Location identification entries –
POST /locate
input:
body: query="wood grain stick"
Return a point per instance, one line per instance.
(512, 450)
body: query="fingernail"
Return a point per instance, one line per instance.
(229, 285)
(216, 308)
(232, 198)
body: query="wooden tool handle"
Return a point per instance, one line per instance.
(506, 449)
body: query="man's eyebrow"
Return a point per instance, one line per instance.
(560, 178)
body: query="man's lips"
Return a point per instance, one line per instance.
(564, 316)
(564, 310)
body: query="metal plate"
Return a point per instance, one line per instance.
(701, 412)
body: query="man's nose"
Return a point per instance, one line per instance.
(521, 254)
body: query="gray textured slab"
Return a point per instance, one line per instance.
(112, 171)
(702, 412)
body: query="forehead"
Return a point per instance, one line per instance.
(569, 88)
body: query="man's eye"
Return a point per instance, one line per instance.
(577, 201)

REQUIRED WORK –
Write the material out exactly, with nothing left out.

SOLUTION FOR THIS PROBLEM –
POST /locate
input:
body: query="wood grain stick"
Return a point per instance, one line per instance.
(512, 450)
body: query="fingernail"
Return a point per instance, one line per instance.
(229, 285)
(216, 308)
(232, 198)
body: query="wooden tool handle"
Return a point per instance, one line per instance.
(506, 449)
body: query="man's eyebrow"
Return a point per instance, one line per instance.
(560, 178)
body: query="man's lips"
Return a point per instance, one line per instance.
(564, 316)
(564, 310)
body: query="metal plate"
Return a point per instance, one line per instance.
(701, 412)
body: query="man's nose"
Return a point per instance, one line per instance.
(521, 254)
body: query="gray textured slab"
Return a point per instance, one line per instance.
(112, 171)
(702, 412)
body: query="forehead"
Return a point per instance, one line per instance.
(569, 88)
body: query="man's eye"
Return a point per instance, one line per instance.
(577, 201)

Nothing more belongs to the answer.